INSTRUÇÕES DE TRABALHO:
A – Resume o excerto em duas frases.
B – Reproduz, por favor, as linhas da listagem entre a que contém "wooden stick, the" e a que contém "<point>169,458</point>", ambas incluídas.

EXCERTO FORNECIDO:
────

À data dos factos dessa detenção, já entrou em vigor a nova redacção dada à Lei n.o 17/2009 pela Lei n.o 10/2016, prevendo o n.o 3 do art.o 14.o da Lei n.o 17/2009, nessa nova redacção, que “[…] são contabilizadas as […] substâncias […] que se destinem a consumo pessoal na sua totalidade, ou aquelas que, em parte, sejam para consumo pessoal e, em parte, se destinem a outros fins ilegais”.
Assim sendo, como a quantidade líquida de heroína detida em autoria material pelo recorrente já excede o quíntuplo da quantidade de referência de uso diário da mesma substância, ele deve ser punido, efectivamente, nos termos do art.o 8.o, n.o 1, por força materialmente sobretudo do n.o 2 do art.o 14.o da mesma Lei n.o 17/2009 (na sua dita redacção nova), e não nos rogados termos do art.o 11.o, n.o 1, dessa Lei (na dita redacção nova) (precisamente porque é o n.o 2 desse art.o 11.o que manda que “Na ponderação da ilicitude consideravelmente diminuída, nos termos do número anterior, deve considerar-se especialmente o facto de a quantidade […] na disponibilidade do agente não exceder cinco vezes a quantidade constante do mapa da quantidade […] anexo à presente lei […]”).

────

MATERIAL APRESENTADO:
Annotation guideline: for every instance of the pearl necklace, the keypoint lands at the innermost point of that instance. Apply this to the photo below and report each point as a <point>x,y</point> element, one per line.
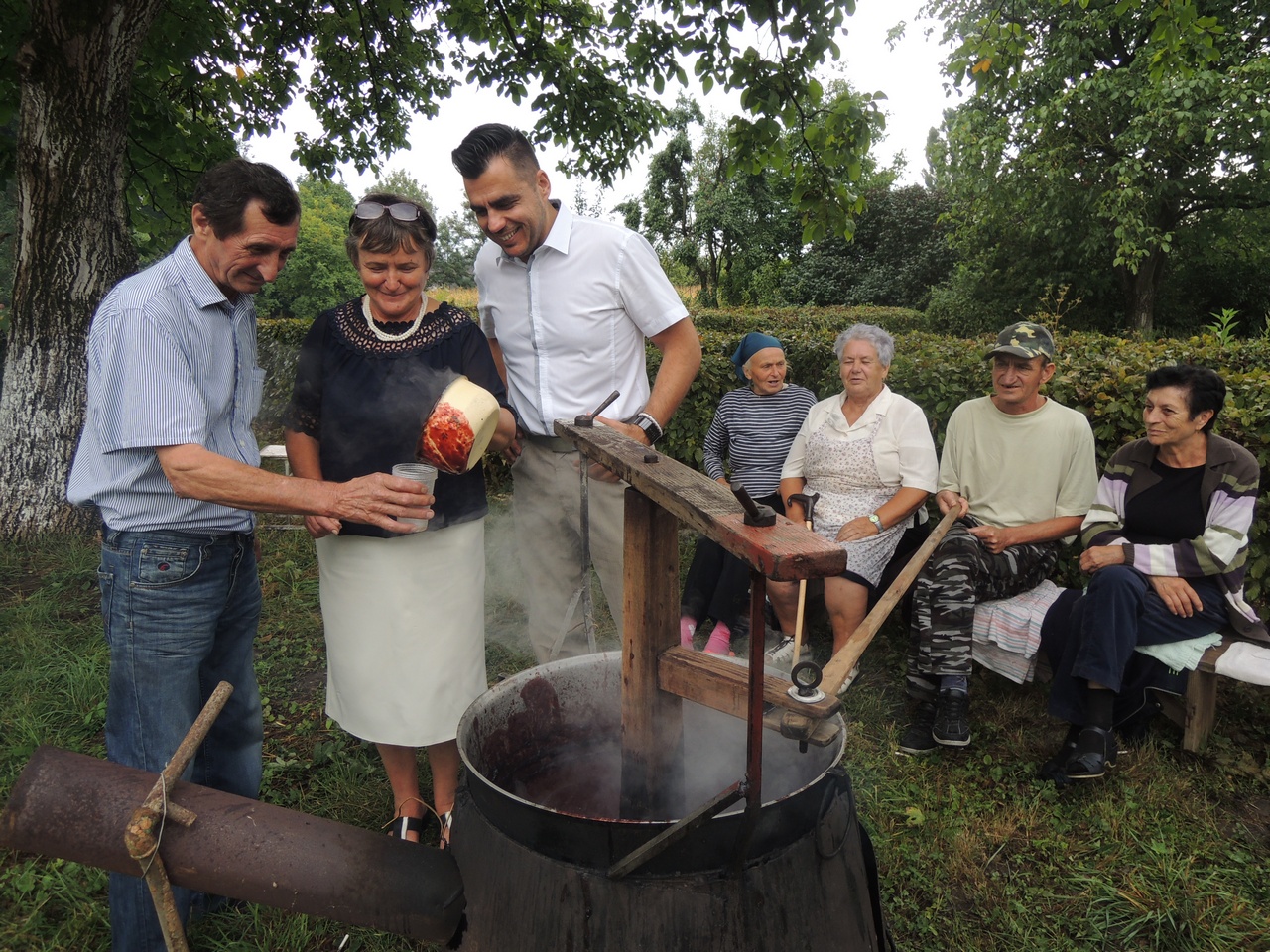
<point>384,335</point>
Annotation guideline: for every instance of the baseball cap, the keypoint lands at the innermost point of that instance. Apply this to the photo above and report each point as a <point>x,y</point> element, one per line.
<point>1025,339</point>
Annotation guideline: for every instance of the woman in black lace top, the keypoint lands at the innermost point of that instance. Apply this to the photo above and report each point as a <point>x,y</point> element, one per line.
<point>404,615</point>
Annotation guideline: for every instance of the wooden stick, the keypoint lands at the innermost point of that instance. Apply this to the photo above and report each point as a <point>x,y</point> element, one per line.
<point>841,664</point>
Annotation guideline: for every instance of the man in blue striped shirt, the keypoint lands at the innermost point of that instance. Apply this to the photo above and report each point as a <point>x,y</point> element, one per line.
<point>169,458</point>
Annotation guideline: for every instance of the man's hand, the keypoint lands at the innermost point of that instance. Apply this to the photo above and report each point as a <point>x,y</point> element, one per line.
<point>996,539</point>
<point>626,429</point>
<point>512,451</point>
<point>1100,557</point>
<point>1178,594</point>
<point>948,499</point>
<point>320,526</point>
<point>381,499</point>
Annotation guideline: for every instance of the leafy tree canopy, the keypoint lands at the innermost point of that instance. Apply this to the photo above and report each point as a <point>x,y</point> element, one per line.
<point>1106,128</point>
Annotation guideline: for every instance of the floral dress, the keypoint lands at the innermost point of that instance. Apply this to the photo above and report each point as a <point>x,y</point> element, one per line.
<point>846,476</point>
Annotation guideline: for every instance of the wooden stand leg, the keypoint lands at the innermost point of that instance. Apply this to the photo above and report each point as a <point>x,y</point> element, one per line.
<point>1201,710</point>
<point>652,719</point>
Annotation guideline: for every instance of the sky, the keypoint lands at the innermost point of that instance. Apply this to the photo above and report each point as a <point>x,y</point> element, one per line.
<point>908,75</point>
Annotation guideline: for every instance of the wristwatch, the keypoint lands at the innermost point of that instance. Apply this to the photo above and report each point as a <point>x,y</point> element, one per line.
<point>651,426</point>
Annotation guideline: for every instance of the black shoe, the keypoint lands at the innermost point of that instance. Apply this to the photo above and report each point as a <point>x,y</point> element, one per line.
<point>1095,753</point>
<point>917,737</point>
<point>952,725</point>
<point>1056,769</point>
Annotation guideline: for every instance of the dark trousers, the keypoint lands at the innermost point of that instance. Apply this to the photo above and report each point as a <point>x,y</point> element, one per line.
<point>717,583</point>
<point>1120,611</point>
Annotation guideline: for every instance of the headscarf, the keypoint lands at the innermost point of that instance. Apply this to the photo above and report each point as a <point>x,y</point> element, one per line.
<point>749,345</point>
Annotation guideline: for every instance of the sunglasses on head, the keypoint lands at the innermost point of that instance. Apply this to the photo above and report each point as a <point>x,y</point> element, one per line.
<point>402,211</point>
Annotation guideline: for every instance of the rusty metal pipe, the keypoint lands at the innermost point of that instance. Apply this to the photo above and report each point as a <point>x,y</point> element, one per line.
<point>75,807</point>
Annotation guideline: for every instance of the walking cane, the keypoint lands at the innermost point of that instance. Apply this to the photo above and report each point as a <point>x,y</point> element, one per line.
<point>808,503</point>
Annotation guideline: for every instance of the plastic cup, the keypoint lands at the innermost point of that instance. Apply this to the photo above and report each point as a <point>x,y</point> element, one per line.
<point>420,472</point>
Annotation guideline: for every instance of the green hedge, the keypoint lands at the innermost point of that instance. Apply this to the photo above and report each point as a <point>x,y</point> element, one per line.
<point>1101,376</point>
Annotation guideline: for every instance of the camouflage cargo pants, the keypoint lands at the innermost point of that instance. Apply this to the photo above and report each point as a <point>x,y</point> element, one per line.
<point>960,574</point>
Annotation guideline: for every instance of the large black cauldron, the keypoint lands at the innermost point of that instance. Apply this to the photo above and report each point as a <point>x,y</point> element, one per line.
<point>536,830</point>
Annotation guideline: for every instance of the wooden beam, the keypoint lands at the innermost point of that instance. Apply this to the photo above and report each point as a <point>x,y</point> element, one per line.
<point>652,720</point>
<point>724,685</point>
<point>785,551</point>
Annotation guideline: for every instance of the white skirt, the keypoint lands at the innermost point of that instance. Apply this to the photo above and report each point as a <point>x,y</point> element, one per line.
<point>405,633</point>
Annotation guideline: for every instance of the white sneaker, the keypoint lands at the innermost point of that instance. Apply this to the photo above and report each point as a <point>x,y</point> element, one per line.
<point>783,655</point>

────

SOLUÇÕES COMENTADAS:
A – À data da detenção, já vigorava a nova redacção dada à Lei n.º 17/2009 pela Lei n.º 10/2016, cujo art.º 14.º, n.º 3, manda contabilizar as substâncias destinadas na totalidade a consumo pessoal, ou em parte a consumo pessoal e em parte a outros fins ilegais. Como a quantidade líquida de heroína detida pelo recorrente excede o quíntuplo da quantidade de referência de uso diário, ele deve ser punido nos termos do art.º 8.º, n.º 1, sobretudo por força do art.º 14.º, n.º 2, e não nos termos do art.º 11.º, n.º 1, pois o n.º 2 desse artigo manda considerar especialmente o facto de a quantidade não exceder cinco vezes a do mapa anexo à lei.

B –
Annotation guideline: for every instance of the wooden stick, the keypoint lands at the innermost point of that instance. Apply this to the photo above and report each point as a <point>x,y</point> element, one per line.
<point>841,664</point>
Annotation guideline: for every instance of the man in blue striped shirt, the keypoint lands at the innermost point of that instance. Apply this to the photo above and report each point as a <point>x,y</point> element, one per line.
<point>169,458</point>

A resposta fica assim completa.